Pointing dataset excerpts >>
** begin **

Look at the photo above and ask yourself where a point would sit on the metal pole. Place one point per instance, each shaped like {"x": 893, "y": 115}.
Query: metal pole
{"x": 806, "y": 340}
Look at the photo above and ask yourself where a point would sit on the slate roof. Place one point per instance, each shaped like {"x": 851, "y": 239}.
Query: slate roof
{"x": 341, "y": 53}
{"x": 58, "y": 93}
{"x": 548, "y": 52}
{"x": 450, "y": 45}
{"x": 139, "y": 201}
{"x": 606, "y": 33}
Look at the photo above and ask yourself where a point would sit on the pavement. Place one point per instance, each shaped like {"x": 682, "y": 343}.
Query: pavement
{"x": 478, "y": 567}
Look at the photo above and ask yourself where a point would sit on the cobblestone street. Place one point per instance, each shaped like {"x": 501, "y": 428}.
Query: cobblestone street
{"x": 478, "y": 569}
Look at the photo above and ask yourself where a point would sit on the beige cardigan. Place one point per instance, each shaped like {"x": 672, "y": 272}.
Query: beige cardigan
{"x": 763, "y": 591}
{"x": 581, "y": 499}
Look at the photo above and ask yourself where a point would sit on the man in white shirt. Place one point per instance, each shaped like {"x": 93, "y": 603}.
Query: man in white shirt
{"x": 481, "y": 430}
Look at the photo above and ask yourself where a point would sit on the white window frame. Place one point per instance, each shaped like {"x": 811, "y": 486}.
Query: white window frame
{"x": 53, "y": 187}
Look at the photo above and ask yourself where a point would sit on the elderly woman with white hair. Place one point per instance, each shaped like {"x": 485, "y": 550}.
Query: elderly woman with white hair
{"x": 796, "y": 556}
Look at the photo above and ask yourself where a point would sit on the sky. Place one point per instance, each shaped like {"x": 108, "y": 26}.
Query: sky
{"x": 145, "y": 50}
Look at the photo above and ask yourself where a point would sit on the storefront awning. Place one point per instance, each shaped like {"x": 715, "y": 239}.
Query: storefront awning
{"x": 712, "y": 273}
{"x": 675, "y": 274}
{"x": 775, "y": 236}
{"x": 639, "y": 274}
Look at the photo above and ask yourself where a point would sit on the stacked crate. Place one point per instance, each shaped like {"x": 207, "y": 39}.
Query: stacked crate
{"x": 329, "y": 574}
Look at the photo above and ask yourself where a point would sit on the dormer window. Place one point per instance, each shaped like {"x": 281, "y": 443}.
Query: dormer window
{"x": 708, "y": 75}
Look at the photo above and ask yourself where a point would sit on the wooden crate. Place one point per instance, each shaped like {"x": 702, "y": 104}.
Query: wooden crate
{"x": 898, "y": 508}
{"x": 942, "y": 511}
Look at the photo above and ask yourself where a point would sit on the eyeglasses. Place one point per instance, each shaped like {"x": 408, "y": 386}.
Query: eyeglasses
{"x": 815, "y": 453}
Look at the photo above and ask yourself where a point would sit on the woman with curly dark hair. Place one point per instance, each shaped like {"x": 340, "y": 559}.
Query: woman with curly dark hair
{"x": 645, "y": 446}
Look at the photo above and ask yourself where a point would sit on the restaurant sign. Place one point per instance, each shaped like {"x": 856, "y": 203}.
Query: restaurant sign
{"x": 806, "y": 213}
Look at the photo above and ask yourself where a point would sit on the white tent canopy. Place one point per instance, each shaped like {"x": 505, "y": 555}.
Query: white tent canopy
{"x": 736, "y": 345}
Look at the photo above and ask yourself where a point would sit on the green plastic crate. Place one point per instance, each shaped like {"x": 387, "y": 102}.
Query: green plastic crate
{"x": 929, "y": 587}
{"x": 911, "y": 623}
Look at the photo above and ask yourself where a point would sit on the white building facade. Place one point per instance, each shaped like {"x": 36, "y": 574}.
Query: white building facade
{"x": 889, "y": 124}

** end **

Stated goal >>
Write out again every line from the one containing "on the green" through the end of the lines, and raise each x and y coordinate in the answer points by 124. Only the answer coordinates change.

Result for this exercise >>
Look at the photo above and ask yourself where a point would sit on the green plastic crate. Place one point per instance, each shaped like {"x": 387, "y": 102}.
Query: green plastic crate
{"x": 1053, "y": 711}
{"x": 1035, "y": 747}
Look at the photo above and ask yourself where a point would sit on the white building facade. Place one point per instance, each shaped like {"x": 36, "y": 574}.
Query: white building facade
{"x": 1013, "y": 248}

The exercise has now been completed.